The Durocasses were a Gallic tribe dwelling around present-day Dreux during the Roman period.

== Name ==

They are mentioned Durocasis (var. durocacasis) on the Itinerarium Antonini (early 3rd c. AD), as Durocassio on the Tabula Peutingeriana (4–5th c. AD), and as Dorocas on Merovingian coins.

The etymology of the ethnonym Durocasses is uncertain. The meaning of the second element -casses, attested in other Gaulish ethnonyms such as Bodiocasses, Sucasses, Tricasses, Veliocasses, or Viducasses, has been debated. It has traditionally been interpreted as '(curly) hair, hairstyle' (cf. Old Irish chass 'curl'), perhaps referring to a particular warrior coiffure.

Noting that the name had not previously received a satisfactory interpretation, Mélanie Mairecolas and Jean-Marie Pailler connect the element cass- with 'tin' rather than with 'hair' (cf. Gaulish Cassi-dannos, 'magistrate in charge of bronze coins', Britt. Cassivellaunus, 'Chief-of-Tin'; also Greek κασσίτερος 'tin'), and read Durocasses as 'those of the fort (or relay) of the tin' (from duro- 'fort, place' attached -casses 'tin').

The city of Dreux, attested ca. 930 AD as Drocas (Drewes in the 12th c.), is named after the Gallic tribe.

== Geography ==
Mélanie Mairecolas and Jean-Marie Pailler identify their chief oppidum with the bronze-rich site of Fort Harrouard, a few kilometres from Dreux.

== Economy ==
The production of coins by the Durocasses suggests that they benefited from some economic autonomy. Their wealth probably came from tolls collected on the inland water shipping on the Eure river.
-=-=-
According to the text on the Durocasses, where did the tribe's wealth probably come from?

_Available data:_
-=-=-
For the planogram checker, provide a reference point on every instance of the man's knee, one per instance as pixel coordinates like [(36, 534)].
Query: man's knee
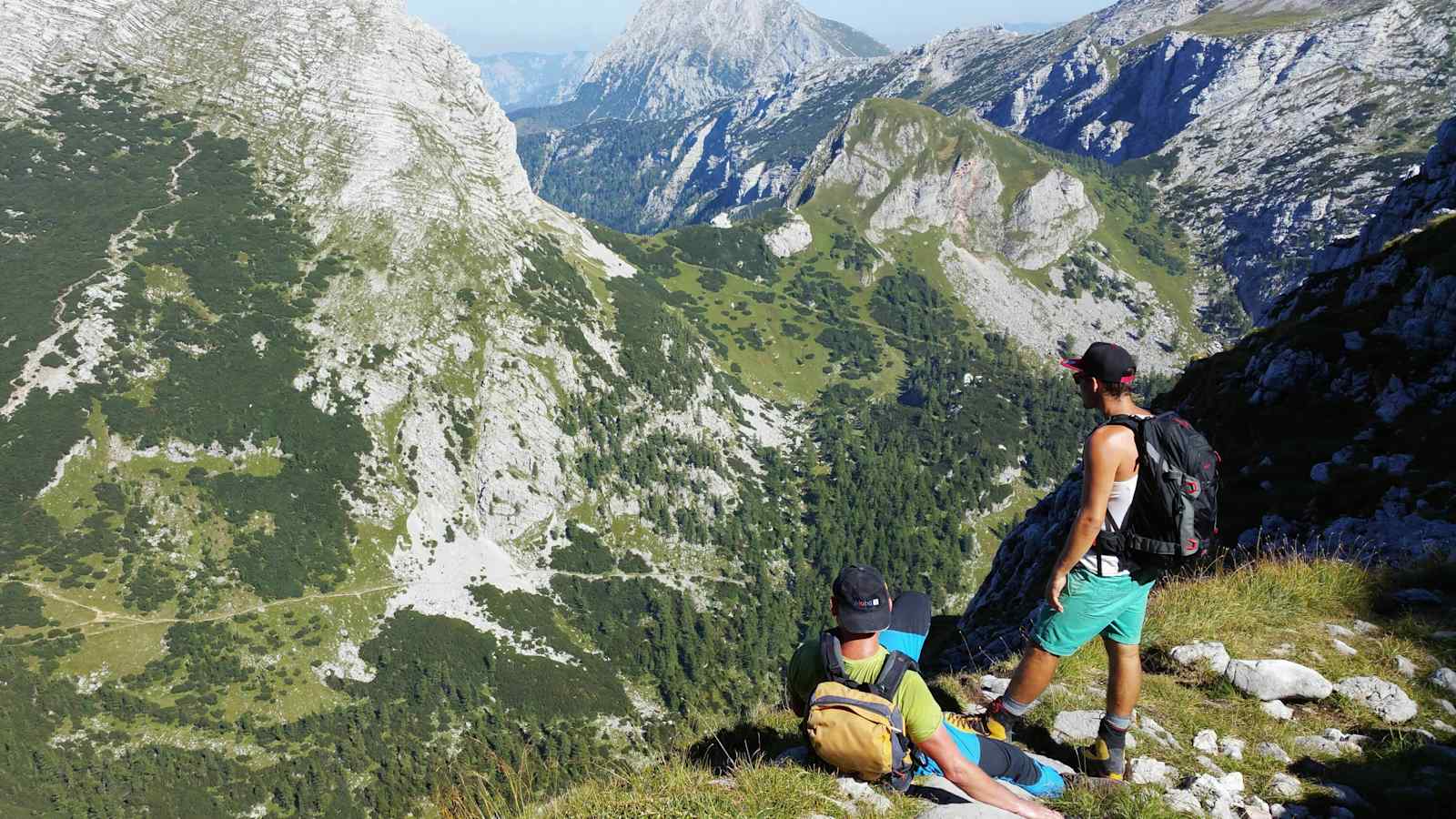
[(1121, 651)]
-=-=-
_Answer to this task:_ It probably came from tolls collected on inland water shipping on the Eure river.